- Set task -
Reproduce the listing below line for line, changing nothing.
═════ Given information
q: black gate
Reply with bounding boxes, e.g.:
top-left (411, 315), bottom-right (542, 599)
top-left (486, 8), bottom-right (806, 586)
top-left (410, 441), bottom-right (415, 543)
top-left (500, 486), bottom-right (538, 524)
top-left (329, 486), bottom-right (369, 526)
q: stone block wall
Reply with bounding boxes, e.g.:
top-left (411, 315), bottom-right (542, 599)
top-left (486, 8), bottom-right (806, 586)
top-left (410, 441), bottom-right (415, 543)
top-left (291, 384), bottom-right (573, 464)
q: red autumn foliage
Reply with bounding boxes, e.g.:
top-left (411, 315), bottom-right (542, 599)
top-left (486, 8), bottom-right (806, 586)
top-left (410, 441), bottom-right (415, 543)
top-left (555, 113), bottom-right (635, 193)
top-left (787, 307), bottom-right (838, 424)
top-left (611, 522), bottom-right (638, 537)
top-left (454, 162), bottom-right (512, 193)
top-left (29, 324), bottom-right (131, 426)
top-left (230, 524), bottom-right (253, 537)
══════════
- Problem solution -
q: black gate
Reply with bounding boxes, e.g.:
top-left (411, 315), bottom-right (542, 599)
top-left (486, 8), bottom-right (806, 586)
top-left (410, 441), bottom-right (415, 543)
top-left (500, 486), bottom-right (538, 524)
top-left (329, 486), bottom-right (369, 526)
q: stone block wall
Reply with bounding boxes, e.g.:
top-left (411, 315), bottom-right (542, 599)
top-left (486, 8), bottom-right (806, 586)
top-left (410, 441), bottom-right (415, 543)
top-left (291, 384), bottom-right (573, 464)
q: red autumn foliage
Reply with bounding boxes, e.g.:
top-left (411, 315), bottom-right (542, 599)
top-left (486, 8), bottom-right (806, 586)
top-left (410, 441), bottom-right (415, 543)
top-left (555, 113), bottom-right (635, 193)
top-left (787, 307), bottom-right (838, 424)
top-left (611, 522), bottom-right (638, 537)
top-left (454, 162), bottom-right (512, 193)
top-left (29, 324), bottom-right (131, 426)
top-left (230, 524), bottom-right (253, 537)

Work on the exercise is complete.